--- Source passage ---

Or it might be a sign of just how little there is in the way of any firm direction in markets, torn between the angst of wondering if the U.S. economy meets the definition of a recession and if the Federal Reserve must still keep ratcheting monetary policy tighter to wring out inflation trending at its fastest in four decades.

Trading volume is light.

One sign of hope for the bulls: Despite this year's crash in crypto markets, traditional financial firms are still keenly interested in the long-term prospects: "We believe digital assets are a transformative innovation on par with the internet, cars and electricity," analysts for the U.S. bank Wells Fargo wrote on Monday. They were quick to add: "At such an early stage of investment development, many investment risks remain."

There's less carnage in the news these days and what appears to be a return to development: The crypto exchange Huobi says it's now able to operate in Australia, and July marked the strongest month of digital-asset fund inflows this year. Coinbase Prime added Ethereum staking for U.S. institutional clients.

---

● Task a: In the passage on crypto markets, which exchange says it is now able to operate in Australia?
The records that follow are unrelated to the text above.

--- Data lines ---

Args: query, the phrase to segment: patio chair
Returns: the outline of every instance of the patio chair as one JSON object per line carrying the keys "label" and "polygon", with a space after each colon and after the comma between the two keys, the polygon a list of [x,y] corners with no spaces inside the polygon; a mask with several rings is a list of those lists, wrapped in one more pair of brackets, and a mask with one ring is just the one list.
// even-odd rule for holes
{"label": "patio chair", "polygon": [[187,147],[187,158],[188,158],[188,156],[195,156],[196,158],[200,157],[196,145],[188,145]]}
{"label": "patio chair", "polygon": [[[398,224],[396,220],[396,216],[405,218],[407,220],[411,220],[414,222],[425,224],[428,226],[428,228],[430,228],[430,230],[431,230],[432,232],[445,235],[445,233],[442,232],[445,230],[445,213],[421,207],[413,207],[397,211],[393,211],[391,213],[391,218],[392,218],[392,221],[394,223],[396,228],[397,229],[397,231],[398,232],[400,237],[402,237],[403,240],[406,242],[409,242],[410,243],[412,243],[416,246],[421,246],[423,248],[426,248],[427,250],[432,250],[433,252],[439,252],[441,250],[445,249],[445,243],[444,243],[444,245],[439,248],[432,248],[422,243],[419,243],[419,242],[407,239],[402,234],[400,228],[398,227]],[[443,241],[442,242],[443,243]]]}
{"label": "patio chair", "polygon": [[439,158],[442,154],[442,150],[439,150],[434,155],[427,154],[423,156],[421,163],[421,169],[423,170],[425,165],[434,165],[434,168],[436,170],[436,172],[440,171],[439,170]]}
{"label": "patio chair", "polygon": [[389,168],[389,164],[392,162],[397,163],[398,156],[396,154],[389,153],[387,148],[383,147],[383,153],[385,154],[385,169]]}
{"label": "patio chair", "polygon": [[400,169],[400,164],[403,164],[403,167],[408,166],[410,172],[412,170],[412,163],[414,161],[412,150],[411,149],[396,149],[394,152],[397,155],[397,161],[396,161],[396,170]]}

---

● Task b: Render the lines of the records from their first line up to and including the line containing "Returns: the outline" as a numbered list, omitting blank lines.

● Exercise result a: Huobi.

● Exercise result b:
1. Args: query, the phrase to segment: patio chair
2. Returns: the outline of every instance of the patio chair as one JSON object per line carrying the keys "label" and "polygon", with a space after each colon and after the comma between the two keys, the polygon a list of [x,y] corners with no spaces inside the polygon; a mask with several rings is a list of those lists, wrapped in one more pair of brackets, and a mask with one ring is just the one list.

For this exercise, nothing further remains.